What you will do » Out of the records below, copy all lines in which the word "upper" occurs.

Dataset content »
=== Section Start ===

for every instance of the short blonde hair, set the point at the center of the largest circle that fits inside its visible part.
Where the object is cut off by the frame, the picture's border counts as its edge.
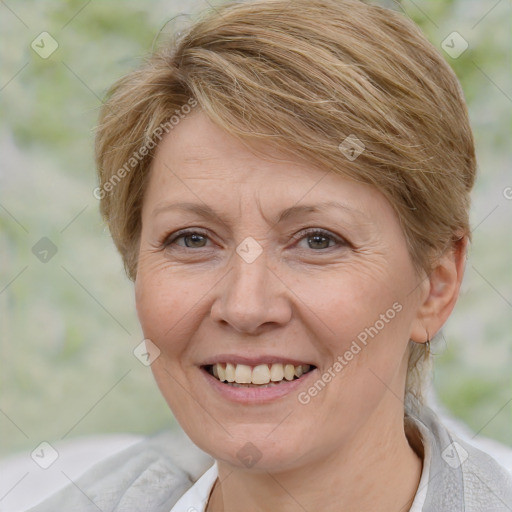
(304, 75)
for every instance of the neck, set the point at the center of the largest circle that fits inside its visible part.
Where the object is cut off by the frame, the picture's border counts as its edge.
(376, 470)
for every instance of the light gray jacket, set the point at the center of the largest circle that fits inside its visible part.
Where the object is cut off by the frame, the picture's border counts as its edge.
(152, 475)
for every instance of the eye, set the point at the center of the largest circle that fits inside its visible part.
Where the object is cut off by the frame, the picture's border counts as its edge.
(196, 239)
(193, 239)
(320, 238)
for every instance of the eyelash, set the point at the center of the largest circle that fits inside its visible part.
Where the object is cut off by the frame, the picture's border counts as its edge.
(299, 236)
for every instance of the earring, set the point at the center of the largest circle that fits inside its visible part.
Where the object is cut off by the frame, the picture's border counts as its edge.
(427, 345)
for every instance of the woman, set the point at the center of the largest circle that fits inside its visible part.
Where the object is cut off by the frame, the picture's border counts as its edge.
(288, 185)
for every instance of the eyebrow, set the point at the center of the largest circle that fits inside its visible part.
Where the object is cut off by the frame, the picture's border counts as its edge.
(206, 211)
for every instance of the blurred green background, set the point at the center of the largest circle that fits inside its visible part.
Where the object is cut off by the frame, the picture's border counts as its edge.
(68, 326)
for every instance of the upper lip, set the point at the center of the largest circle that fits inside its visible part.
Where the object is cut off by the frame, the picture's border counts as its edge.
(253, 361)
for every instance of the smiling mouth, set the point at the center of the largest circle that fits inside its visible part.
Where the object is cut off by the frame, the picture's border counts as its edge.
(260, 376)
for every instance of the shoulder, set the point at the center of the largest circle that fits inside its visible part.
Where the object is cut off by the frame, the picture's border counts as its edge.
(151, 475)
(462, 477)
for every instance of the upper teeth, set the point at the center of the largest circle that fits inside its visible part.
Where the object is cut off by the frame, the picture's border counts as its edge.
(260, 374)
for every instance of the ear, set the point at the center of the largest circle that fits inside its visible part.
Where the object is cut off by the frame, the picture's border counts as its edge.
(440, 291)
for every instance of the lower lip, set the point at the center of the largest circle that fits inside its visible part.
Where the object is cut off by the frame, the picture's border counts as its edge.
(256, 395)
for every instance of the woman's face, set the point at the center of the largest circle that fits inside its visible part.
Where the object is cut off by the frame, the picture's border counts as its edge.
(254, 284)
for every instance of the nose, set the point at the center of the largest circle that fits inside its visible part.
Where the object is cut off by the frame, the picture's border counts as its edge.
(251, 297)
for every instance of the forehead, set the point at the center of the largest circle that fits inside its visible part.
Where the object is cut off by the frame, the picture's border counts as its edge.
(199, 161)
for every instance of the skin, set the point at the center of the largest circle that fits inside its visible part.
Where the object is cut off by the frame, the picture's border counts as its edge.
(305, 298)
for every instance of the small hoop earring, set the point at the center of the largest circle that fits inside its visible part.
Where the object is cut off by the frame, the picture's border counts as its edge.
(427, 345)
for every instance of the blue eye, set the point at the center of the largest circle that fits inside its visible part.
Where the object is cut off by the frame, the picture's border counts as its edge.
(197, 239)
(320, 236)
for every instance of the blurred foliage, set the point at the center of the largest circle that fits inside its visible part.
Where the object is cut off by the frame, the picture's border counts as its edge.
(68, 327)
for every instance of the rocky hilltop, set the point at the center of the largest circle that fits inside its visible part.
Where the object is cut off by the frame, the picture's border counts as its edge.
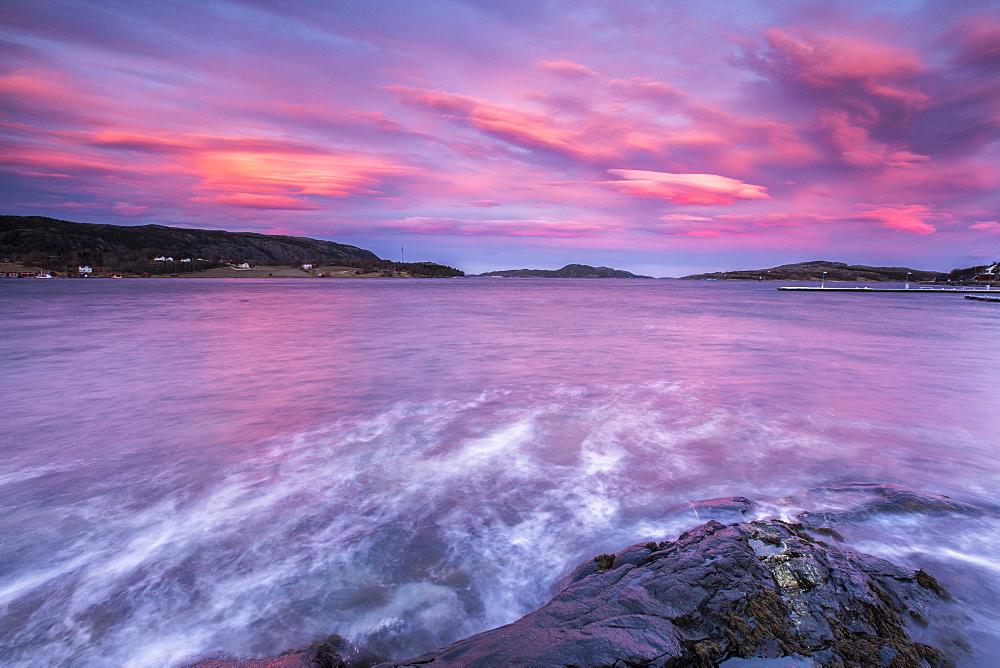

=== Section End ===

Exercise solution »
for every instance of the upper lip, set the point at the center of the largest circle that fits inside its visible part.
for every instance of the upper teeth, set the point at the center of the largest circle that fits inside its visible part.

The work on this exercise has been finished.